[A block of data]
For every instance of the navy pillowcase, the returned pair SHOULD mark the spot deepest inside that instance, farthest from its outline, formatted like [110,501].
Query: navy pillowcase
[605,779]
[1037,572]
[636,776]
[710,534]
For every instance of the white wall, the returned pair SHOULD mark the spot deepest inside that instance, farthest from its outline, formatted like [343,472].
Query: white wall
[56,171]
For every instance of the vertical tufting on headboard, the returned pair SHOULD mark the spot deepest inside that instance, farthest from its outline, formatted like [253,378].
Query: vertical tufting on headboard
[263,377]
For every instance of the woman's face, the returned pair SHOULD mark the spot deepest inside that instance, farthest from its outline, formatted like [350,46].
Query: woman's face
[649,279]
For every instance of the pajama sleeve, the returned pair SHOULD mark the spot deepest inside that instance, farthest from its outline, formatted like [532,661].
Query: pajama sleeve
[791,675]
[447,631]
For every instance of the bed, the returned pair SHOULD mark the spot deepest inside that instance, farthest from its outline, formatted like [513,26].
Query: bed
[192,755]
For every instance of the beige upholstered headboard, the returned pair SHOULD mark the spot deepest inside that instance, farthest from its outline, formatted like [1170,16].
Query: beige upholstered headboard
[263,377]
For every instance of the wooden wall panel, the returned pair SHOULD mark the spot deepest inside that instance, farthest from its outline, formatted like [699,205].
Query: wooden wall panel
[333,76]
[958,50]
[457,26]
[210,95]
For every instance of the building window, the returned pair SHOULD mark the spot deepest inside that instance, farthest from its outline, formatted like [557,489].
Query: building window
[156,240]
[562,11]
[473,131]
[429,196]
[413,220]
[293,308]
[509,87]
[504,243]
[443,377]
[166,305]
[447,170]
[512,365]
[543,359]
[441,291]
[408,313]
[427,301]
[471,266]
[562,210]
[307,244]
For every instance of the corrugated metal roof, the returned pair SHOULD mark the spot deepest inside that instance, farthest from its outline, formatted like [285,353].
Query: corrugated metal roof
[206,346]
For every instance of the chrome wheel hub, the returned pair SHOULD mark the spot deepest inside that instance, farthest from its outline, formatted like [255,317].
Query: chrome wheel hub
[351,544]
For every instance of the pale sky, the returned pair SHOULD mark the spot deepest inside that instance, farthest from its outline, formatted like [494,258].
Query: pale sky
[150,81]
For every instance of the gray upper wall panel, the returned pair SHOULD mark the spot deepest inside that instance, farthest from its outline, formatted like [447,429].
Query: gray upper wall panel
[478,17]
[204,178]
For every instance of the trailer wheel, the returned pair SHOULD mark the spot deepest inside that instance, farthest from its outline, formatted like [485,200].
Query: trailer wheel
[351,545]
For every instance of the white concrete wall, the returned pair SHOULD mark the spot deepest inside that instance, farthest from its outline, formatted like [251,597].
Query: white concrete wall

◆ **Exercise objective**:
Rewrite the records from the line containing "For every instance of the wooden" through the end of the records, both ends included. Keep every line, requests included, but multiply each coordinate in the answer points by 2.35 and round to the nearest whole number, with halves rounded up. Leave the numbers in the requests and their format samples unchanged.

◆ **Written answer**:
For every instance of the wooden wall panel, the returned pair SHOULD mark the spot deepest inside that instance, farthest from its outline, formatted like [699,205].
Query: wooden wall panel
[783,179]
[2251,118]
[1074,61]
[494,223]
For every instance of the building window, the returned pair SHOULD mark the spot deepest inside that instance, farthest from its outline, formatted like [557,489].
Query: building window
[367,564]
[1321,26]
[1112,308]
[1008,461]
[971,517]
[689,724]
[1196,204]
[1184,571]
[1041,886]
[390,717]
[1050,400]
[1203,858]
[1276,844]
[1036,684]
[959,736]
[1003,707]
[1107,625]
[1321,494]
[721,573]
For every instance of the corrugated metal roof, the returned pair SHOULD mark the spot deepest inside that instance, farthest from its outline, formatted like [285,353].
Query: corrugated metal roof
[484,813]
For every instance of the chrome wheel hub, the returned pair SHOULD mark the spot deepest inside that instance, farthest from its outline, formatted like [255,317].
Query: chrome wheel hub
[825,1278]
For every instance of the pale sky, the returned pair SHOULD mark the spot deepest inside that instance, farthest from its outline, formatted like [494,258].
Query: pale sky
[353,190]
For every instance of the gray upper wall panel, the returned pair SHOULD mark the spot deepest inside that instance, farthest from its outline, formatted like [447,429].
Query: gray upper wall panel
[1123,40]
[479,418]
For every instance of the trailer wheel, the returned pair SHOULD mark the spot deepest inside that instance, farthest from its outline, formatted like [485,200].
Query: trailer wheel
[825,1281]
For every instance of the white concrete wall, the returned pair SHOULD mark the spot deepest inside that instance, farthest from its outline, formatted like [251,597].
Query: white concrete wall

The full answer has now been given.